◆ WHAT IS NEEDED: Could you give the data below again, exactly and completely?

◆ DATASET RECORDS:
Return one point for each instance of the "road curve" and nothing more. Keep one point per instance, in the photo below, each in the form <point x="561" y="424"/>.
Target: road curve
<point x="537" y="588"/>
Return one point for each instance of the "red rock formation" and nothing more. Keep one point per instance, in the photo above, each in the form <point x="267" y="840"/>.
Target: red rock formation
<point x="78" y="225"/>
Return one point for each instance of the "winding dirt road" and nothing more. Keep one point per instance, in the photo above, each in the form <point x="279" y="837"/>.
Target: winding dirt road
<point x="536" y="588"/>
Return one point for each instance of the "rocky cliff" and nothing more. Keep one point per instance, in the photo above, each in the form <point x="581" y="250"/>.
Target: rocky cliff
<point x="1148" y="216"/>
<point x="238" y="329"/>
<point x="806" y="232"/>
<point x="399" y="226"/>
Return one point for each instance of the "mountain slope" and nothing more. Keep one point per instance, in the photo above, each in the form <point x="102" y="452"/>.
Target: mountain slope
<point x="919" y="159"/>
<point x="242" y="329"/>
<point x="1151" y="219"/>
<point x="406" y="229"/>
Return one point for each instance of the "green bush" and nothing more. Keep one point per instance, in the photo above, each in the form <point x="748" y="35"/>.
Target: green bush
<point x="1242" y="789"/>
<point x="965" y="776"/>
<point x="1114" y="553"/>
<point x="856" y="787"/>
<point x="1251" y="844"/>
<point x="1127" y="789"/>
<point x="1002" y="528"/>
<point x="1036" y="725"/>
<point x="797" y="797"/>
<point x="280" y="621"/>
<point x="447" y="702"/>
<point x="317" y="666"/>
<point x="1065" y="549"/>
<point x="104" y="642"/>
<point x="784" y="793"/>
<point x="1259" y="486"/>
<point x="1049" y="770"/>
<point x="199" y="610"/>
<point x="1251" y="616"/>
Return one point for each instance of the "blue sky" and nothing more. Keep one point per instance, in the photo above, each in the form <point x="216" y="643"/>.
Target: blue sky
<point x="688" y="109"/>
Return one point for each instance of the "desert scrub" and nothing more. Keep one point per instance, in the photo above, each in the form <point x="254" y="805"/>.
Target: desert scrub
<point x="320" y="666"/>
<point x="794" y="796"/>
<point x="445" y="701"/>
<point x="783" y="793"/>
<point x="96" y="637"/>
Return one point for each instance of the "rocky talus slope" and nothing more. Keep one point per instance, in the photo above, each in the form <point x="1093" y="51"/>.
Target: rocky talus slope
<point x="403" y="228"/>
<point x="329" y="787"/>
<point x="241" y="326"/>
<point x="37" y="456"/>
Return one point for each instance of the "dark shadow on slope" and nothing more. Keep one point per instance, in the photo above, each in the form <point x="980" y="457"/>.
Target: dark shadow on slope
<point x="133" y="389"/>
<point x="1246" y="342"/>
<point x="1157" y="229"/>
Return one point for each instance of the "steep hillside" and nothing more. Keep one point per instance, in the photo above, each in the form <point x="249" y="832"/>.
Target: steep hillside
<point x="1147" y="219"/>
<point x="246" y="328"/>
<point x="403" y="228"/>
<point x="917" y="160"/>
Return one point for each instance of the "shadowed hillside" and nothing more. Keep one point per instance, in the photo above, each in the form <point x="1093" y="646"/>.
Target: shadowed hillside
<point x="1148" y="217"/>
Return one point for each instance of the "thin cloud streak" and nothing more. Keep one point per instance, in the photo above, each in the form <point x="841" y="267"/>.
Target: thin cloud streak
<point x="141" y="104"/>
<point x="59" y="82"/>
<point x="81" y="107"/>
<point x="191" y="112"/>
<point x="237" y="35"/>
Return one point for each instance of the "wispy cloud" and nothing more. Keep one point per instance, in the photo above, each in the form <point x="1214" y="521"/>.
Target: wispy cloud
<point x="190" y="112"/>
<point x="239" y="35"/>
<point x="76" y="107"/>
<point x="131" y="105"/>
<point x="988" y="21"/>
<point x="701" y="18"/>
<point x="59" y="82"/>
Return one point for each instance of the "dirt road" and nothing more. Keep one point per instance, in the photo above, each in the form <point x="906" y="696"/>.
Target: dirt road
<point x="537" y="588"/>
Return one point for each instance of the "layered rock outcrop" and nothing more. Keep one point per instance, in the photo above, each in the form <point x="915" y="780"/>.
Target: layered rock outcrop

◆ RESULT OF THIS TASK:
Return one point for each instance of the "road curve" and nothing more. Keep one point per instance, in the photo below, each in the form <point x="561" y="424"/>.
Target: road curve
<point x="537" y="588"/>
Return one point for each instance of the "red rock formation" and nothing more. Keep one point per instance, in the photo above, each in the form <point x="267" y="840"/>.
Target: red rock formation
<point x="78" y="225"/>
Return one point for each instance of the "winding dirt road" and nothing more. Keep one point per instance, in the photo above, each in the form <point x="279" y="837"/>.
Target: winding dirt road
<point x="536" y="588"/>
Return one point for each instance of the "rocky cliff" and nothing more. Keep one point per instance, in the photo above, each in the form <point x="581" y="250"/>.
Target: rocky cliff
<point x="1148" y="216"/>
<point x="238" y="329"/>
<point x="806" y="232"/>
<point x="399" y="226"/>
Return one point for each instance of the "mountain slope" and nothing more. Keep one point per instance, in the photo above, each in the form <point x="102" y="452"/>.
Target: mountain slope
<point x="919" y="159"/>
<point x="242" y="329"/>
<point x="1151" y="219"/>
<point x="406" y="229"/>
Return one point for each instance of the "green bush" and nothing more. Keep one point per instance, in the photo above, each in the form <point x="748" y="35"/>.
Target: green bush
<point x="1242" y="789"/>
<point x="965" y="776"/>
<point x="1114" y="553"/>
<point x="856" y="787"/>
<point x="1251" y="844"/>
<point x="1127" y="789"/>
<point x="1002" y="528"/>
<point x="1036" y="725"/>
<point x="797" y="797"/>
<point x="280" y="621"/>
<point x="447" y="702"/>
<point x="317" y="666"/>
<point x="1065" y="549"/>
<point x="104" y="642"/>
<point x="784" y="793"/>
<point x="1259" y="486"/>
<point x="1049" y="770"/>
<point x="199" y="610"/>
<point x="1251" y="616"/>
Return one point for each instance of the "blue sky" and nothing more. Keep one point per instance, in the photo above, each in the form <point x="216" y="643"/>.
Target: blue sky
<point x="688" y="109"/>
Return one point for each instance of the "desert scrub" and nothing more. Keep one point per instance, in the photo above, each in the form <point x="254" y="805"/>.
Target: desert scrub
<point x="320" y="666"/>
<point x="794" y="796"/>
<point x="445" y="701"/>
<point x="783" y="793"/>
<point x="96" y="637"/>
Return one point for each instance of the "rocky talus slope" and nothing more. Keep one point per instance, in the photo above, each in the form <point x="1093" y="51"/>.
Target: rocky talus slope
<point x="403" y="228"/>
<point x="329" y="787"/>
<point x="241" y="326"/>
<point x="37" y="456"/>
Return one point for each instance of the "dark shadow on slope" and nothing more. Keep one point per instance, in the photo above, each in the form <point x="980" y="457"/>.
Target: dark shadow on slope
<point x="133" y="389"/>
<point x="1246" y="342"/>
<point x="1157" y="229"/>
Return one point for each instance of the "steep hillside" and nothing more. Keep one point per instance, in the photo above, each in the form <point x="249" y="832"/>.
Target: steep hillside
<point x="1147" y="219"/>
<point x="246" y="328"/>
<point x="403" y="228"/>
<point x="917" y="160"/>
Return one point for each instance of the "shadowed hillside" and nothing more. Keep one point per instance, in the photo above, each in the form <point x="1093" y="646"/>.
Target: shadowed hillside
<point x="1148" y="217"/>
Return one point for each instance of the "thin cloud streak" and nothing more. Keep one point per instance, in the photo above, each in the form <point x="841" y="267"/>.
Target: thin cloud streak
<point x="141" y="104"/>
<point x="59" y="82"/>
<point x="81" y="107"/>
<point x="191" y="112"/>
<point x="237" y="35"/>
Return one point for each instance of the "wispy cloud" and nothing more. Keep one point per instance, in the photo above, each in the form <point x="1214" y="521"/>.
Target: wispy cloud
<point x="190" y="112"/>
<point x="239" y="35"/>
<point x="76" y="107"/>
<point x="131" y="105"/>
<point x="988" y="21"/>
<point x="701" y="18"/>
<point x="59" y="82"/>
Return one point for each instance of the "dirt road" and nothing more. Keep one point per instance, in the photo above, each in the form <point x="906" y="696"/>.
Target: dirt road
<point x="537" y="588"/>
Return one point for each instance of the "layered rock outcrop" and nothing more. Keep one point per instance, in the photo above, each in the form <point x="915" y="780"/>.
Target: layered rock outcrop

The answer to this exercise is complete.